# [Activity]
Your answer must be the records below, given again exactly, with no pictures in it.

# [Dataset entries]
-*-

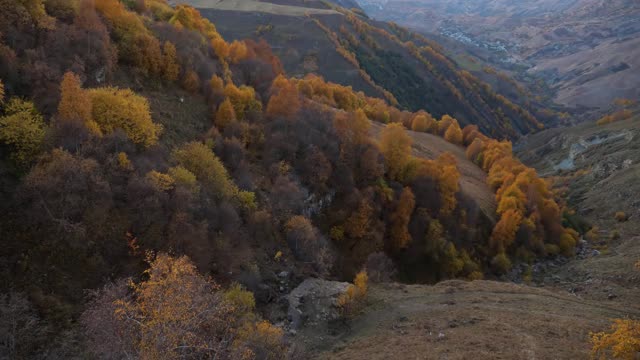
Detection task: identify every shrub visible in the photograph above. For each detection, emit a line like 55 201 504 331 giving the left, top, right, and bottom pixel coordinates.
615 212 628 222
224 282 256 316
590 319 640 359
491 252 512 274
337 270 368 318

-*-

# [Reply to the task]
Detection task: identify every shrub visible in the photograph above. For each detection, emit a line like 55 201 504 331 giving the left, top, right, and bottom pixel coordinates.
615 212 628 222
224 282 256 316
590 319 640 359
491 252 512 274
337 270 368 318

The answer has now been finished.